* **PASSAGE PROVIDED**
-------

A top legal expert has urged MPs to vote against the assisted dying bill when the draft legislation goes before the House of Commons on 11 September, warning the proposed changes could increase the risk of suicide among vulnerable people. Lord Carlile QC also told IBTimes UK that he opposed the bill on ethical grounds and because the current system "works better".

"I am opposed to the principle of allowing doctors or anybody else to deliberately kill patients. The current system works better in which there is a therapeutic basis for the prescription of any drugs -- for example, morphine -- and the doctrine of double effect works well," he argued.

The Liberal Democrat peer and barrister, who works out of the 9-12 Bell Yard chambers, added: "If we introduce this legislation, we will be raising the risks of vulnerable people wishing to commit suicide because they feel that they are saving trouble for their families or to avoid financial worries, and there is the potential for undue influence."

The private members' bill, tabled by Labour MP Rob Marris, would introduce a "conscience clause", which would mean doctors and nurses would not have to be involved in the assisted dying.

-------

* **RECORDS SHOWN**
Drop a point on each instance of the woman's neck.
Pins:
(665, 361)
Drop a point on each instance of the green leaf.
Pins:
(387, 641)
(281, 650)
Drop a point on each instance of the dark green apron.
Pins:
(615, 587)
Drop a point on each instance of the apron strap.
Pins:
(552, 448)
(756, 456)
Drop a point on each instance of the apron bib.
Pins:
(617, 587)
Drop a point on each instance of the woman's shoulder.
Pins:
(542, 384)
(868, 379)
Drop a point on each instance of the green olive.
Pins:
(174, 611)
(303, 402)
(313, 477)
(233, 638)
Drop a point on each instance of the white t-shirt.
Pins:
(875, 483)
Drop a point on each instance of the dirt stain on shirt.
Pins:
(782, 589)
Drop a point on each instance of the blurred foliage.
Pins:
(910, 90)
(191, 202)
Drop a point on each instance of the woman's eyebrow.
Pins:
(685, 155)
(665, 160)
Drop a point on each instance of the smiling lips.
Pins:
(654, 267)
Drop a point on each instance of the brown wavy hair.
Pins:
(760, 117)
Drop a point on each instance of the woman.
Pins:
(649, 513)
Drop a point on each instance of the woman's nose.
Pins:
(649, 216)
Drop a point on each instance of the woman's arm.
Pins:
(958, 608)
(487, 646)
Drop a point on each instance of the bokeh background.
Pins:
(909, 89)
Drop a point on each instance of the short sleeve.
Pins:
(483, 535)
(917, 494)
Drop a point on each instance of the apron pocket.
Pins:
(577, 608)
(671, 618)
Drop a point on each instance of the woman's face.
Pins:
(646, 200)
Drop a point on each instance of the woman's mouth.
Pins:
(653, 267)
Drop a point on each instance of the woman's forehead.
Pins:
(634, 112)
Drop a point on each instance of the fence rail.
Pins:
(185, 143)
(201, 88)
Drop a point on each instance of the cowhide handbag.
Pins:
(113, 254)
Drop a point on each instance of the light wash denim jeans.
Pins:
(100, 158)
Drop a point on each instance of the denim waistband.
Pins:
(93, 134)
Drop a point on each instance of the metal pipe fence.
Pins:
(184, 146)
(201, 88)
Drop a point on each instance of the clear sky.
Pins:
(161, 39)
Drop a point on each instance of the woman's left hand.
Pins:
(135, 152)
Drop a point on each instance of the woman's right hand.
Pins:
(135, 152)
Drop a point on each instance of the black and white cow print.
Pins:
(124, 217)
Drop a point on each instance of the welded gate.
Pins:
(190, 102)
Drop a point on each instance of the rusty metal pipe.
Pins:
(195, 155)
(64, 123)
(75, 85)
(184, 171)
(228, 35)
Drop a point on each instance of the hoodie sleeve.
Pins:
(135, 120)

-------

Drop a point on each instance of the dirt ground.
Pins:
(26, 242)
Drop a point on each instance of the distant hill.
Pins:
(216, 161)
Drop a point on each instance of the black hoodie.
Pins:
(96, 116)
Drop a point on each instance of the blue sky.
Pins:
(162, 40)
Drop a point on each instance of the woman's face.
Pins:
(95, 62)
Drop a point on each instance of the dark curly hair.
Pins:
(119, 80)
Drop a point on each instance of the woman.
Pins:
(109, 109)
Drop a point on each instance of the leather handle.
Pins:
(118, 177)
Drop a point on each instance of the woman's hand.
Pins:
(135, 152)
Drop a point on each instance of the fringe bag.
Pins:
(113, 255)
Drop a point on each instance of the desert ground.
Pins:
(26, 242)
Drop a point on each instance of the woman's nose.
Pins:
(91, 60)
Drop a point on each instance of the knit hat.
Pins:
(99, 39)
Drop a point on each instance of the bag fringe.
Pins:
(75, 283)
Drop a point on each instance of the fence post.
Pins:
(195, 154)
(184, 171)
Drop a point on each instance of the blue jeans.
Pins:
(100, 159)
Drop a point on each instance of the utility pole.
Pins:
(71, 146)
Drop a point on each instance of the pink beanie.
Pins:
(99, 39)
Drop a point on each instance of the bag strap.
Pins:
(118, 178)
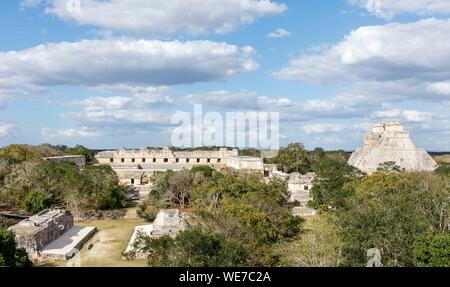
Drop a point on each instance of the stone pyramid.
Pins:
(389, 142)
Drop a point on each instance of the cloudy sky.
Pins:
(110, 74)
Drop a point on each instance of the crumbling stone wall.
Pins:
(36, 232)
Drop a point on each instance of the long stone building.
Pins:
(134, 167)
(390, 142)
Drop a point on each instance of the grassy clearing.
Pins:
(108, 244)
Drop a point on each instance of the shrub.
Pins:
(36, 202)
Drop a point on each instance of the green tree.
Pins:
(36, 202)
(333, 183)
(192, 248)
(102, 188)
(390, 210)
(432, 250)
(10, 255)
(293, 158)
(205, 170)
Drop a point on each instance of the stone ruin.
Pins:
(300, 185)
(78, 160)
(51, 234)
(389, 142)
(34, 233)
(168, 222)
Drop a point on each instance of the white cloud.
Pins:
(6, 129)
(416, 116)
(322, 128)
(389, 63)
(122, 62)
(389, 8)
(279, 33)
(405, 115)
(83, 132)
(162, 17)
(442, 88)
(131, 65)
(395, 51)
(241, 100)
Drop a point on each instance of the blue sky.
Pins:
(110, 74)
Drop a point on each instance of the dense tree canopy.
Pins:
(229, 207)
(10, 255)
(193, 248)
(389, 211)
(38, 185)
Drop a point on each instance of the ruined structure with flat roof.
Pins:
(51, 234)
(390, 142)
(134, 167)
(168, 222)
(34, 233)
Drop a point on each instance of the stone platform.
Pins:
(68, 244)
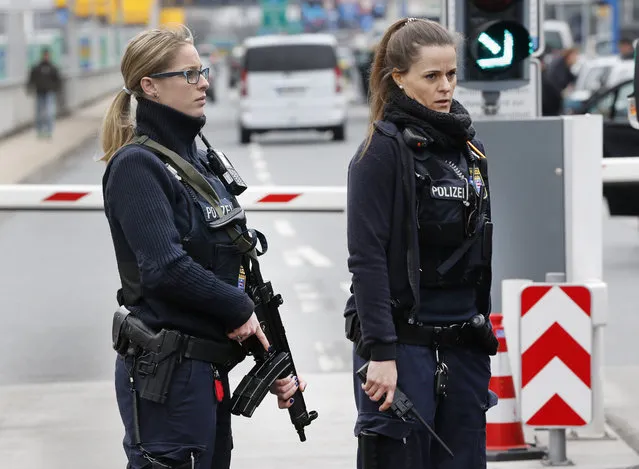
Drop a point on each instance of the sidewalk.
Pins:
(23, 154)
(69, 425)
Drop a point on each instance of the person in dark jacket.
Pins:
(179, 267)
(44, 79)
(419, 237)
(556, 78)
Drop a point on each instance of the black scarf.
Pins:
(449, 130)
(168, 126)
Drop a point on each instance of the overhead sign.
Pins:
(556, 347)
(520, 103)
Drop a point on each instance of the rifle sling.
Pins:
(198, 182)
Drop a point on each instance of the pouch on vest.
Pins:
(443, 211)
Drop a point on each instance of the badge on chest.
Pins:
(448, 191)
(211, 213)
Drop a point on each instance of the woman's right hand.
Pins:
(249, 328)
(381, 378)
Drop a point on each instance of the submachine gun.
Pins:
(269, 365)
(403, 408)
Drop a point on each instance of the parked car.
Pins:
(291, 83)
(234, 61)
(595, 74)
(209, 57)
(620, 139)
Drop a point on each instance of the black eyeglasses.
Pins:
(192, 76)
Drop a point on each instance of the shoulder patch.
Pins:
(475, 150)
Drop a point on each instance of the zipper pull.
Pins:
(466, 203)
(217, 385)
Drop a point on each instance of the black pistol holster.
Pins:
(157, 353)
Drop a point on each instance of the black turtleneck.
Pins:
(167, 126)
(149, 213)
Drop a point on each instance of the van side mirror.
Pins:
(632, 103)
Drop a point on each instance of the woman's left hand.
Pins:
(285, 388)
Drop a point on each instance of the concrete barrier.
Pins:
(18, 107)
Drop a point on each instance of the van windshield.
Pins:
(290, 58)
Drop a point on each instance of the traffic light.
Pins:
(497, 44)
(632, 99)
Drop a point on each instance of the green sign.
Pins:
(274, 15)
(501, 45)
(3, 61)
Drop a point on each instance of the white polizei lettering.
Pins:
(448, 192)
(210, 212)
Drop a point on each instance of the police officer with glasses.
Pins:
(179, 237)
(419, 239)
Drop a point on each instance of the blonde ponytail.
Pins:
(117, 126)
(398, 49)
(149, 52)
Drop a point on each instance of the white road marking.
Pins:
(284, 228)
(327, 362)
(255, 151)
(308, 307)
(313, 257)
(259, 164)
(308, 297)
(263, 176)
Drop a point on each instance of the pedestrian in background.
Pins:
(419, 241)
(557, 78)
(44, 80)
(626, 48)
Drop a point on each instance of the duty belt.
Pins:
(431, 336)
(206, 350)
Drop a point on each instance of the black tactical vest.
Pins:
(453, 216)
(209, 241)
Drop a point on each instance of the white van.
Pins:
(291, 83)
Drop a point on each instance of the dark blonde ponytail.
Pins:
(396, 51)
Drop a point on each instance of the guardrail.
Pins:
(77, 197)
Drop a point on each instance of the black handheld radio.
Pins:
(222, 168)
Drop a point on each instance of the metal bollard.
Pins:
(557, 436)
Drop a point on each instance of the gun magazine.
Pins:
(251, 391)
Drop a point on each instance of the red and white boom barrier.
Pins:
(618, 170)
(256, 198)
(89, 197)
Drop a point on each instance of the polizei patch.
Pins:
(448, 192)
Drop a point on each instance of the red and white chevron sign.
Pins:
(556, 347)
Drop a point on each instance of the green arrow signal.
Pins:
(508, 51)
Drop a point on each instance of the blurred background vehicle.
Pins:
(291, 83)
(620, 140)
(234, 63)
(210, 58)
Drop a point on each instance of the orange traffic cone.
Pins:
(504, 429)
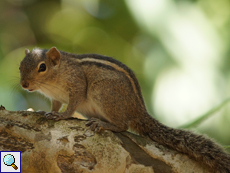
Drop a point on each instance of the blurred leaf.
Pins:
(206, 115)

-------

* **WHAT IS REQUIRED**
For each statement, say yes or no depending on whether the article on the assisted dying bill agrees, and quote the words from it that decide.
1. Lord Carlile is a Liberal Democrat peer.
2. A Conservative MP tabled the bill.
3. Under the bill, doctors and nurses would be required to take part in assisted dying.
The lines can be set aside; they are not needed.

* **YOUR SOLUTION**
1. Yes: "The Liberal Democrat peer and barrister"
2. No: "tabled by Labour MP Rob Marris"
3. No: "doctors and nurses would not have to be involved in the assisted dying"